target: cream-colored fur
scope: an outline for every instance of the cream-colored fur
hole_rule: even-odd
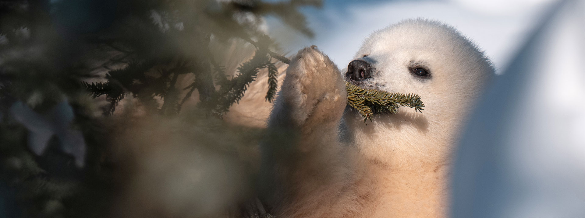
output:
[[[373,33],[355,58],[376,69],[355,84],[416,93],[424,111],[401,108],[364,122],[346,109],[345,70],[316,48],[301,50],[261,146],[263,201],[284,217],[447,216],[453,144],[491,64],[453,28],[420,19]],[[414,65],[432,76],[417,77]]]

:: Task description ::
Reproduce every line of the records above verbatim, omitting the pictures.

:: Response below ::
target: cream-colored fur
scope: an outline for every instance of the cream-colored fur
hole_rule: even-odd
output:
[[[373,33],[355,58],[376,69],[355,84],[416,93],[424,111],[401,108],[364,122],[346,109],[345,70],[316,48],[301,50],[261,146],[263,201],[284,217],[447,216],[453,144],[491,64],[453,28],[420,19]],[[414,65],[432,76],[417,77]]]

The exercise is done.